** Page text follows **

The robot was not at all real. Or it was very real, depending on whether you believe realness is closely related to physiology or whether you think this whole reality is a simulation. Which is to say, the robot was actually a human cosplaying as a humanoid robot.
The robot shuffled on stage during Tesla’s AI Day yesterday afternoon, a three-hour demo of autonomous car features and slides titled “Multi-Scale Feature Pyramid Fusion.” The big news out of the event was a new custom AI chip for data centers, and a supercomputing system called Dojo. Later in the livestream, Tesla founder and chief executive officer Elon Musk revealed that Tesla was working on this robot. People tuned in, because Musk. Then they laughed, because of the robot. But the joke was on them.
After first appearing stiff-armed and arthritic, the robot broke into dance. The fan fiction came to a fast end. Only a real live human could do the Charleston with such fluidity. The fabric of the robot’s all-white jumpsuit, with its accidentally stylish boat neck, creased as the robot danced. The human robot was having fun. Too much fun. (“Is the robot … Grimes?” I asked an editor.) Musk shooed them off the stage.
“The robot will be real,” Musk told the AI Day audience, in between his trademark titters. “We’ll probably have a prototype sometime next year that basically looks like this.” The demo was bad—transparently so. Musk was trolling us. The not-yet-a-robot was a stunt, a way to get people who normally wouldn’t pay attention to Tesla AI Day talking about Tesla AI Day. And the joke was layered: Implicit in Musk’s future assurance was the fact that the humanoid robot is not at all presently real, even if the human inside the robot outfit was; once the humanoid robot is real, it will obviate the humans who built it.
“This will be quite profound,” Musk said. “Because if you say, What is the economy? It is, at the foundation, it is labor.”
Will the humanoid robot ever ship, with its screenface, AI chip, eight cameras, 40 electromechanical actuators, and fit-model proportions? Who knows. Musk’s bizarre demo laid bare the truth of many new tech demos: They are a ruse, a storyboarded vision of the future held together by digital duct tape.

** End of Page text **
** Extracted material follows **

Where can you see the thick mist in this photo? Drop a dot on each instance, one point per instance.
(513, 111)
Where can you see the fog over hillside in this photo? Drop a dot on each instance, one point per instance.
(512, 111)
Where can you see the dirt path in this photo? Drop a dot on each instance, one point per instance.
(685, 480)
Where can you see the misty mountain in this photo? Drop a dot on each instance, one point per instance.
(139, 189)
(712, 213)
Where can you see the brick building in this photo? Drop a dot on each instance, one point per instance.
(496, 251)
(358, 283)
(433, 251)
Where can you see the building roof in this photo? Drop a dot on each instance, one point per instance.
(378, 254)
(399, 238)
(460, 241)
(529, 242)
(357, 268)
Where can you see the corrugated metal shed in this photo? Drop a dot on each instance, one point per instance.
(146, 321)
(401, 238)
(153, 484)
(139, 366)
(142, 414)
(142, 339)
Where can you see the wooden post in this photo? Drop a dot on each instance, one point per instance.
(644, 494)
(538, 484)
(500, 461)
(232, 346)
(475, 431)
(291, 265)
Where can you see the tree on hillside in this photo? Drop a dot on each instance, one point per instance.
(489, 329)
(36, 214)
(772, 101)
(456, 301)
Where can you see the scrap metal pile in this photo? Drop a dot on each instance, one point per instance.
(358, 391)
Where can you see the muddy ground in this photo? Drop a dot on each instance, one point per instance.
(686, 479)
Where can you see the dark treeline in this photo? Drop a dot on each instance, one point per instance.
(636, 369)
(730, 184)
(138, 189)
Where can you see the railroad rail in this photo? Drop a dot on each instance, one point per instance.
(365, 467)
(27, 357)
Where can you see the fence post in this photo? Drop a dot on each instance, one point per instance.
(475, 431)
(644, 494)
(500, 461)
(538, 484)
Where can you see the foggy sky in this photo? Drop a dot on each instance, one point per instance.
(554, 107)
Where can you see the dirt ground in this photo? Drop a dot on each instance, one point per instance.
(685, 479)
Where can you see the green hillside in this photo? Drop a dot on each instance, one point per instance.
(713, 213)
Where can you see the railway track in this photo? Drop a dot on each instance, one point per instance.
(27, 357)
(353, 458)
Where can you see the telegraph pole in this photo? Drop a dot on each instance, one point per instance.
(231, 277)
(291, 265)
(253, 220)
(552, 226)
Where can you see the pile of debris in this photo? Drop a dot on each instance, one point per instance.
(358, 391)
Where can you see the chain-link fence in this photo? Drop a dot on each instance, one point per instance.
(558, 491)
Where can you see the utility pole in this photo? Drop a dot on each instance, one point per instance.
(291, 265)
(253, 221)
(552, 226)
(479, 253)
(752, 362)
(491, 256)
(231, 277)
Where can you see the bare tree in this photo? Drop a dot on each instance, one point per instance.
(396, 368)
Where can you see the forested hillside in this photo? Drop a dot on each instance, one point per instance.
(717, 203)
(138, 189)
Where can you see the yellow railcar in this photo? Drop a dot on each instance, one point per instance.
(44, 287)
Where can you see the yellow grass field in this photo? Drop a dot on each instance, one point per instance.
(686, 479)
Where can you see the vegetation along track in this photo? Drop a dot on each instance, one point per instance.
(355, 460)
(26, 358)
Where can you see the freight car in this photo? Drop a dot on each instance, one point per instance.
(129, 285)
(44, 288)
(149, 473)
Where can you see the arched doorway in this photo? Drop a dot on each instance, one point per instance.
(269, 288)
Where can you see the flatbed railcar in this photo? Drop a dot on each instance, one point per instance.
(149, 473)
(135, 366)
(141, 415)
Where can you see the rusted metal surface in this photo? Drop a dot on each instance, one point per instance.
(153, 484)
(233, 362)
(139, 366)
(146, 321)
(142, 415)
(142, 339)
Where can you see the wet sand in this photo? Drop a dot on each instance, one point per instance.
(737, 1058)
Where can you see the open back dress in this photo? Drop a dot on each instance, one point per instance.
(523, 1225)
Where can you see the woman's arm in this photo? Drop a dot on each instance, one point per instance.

** End of Extracted material **

• Set of tasks
A – Please reproduce the Tesla robot article word for word, everything from "Will the humanoid" down to "digital duct tape.".
B – Write the next part of the Tesla robot article, picking up after its final sentence.
The data has no connection to the Tesla robot article.

• Answers for each item
A –
Will the humanoid robot ever ship, with its screenface, AI chip, eight cameras, 40 electromechanical actuators, and fit-model proportions? Who knows. Musk’s bizarre demo laid bare the truth of many new tech demos: They are a ruse, a storyboarded vision of the future held together by digital duct tape.

B –
Anyone who has traveled to the annual CES in Las Vegas fully understands this. Reality is suspended amidst the rolling displays, intelligent exoskeletons, cleaning robots, and self-driving vehicles that all seem to work so well but rarely sell. In 2016, Magic Leap released a videoclip of a virtual whale splashing through a gymnasium floor, set to the score of oohs and ahhs of children in the stands. This, too, was a ruse. Samsung has shown DSLR photos in faked demonstrations of its “smartphone cameras.” Apple’s more recent tech demos are more subtly artificial—suggesting a lifestyle that only a smallish percentage of the world’s population can maintain, promising seamless continuity between gadgets—but the very first iPhone demo was a total charade.
Tesla’s own electric Cybertruck, first unveiled in November of 2019, had a smashing first demo. Its release has been delayed until 2022.
Of course, some of these products actually do ship, and at the same time every year, pandemics and global chip shortages aside. That’s rarely what tech makers are selling you on in demos, though, the same way a friend trying to set you up on a date wouldn’t lead with, “They’re so punctual.”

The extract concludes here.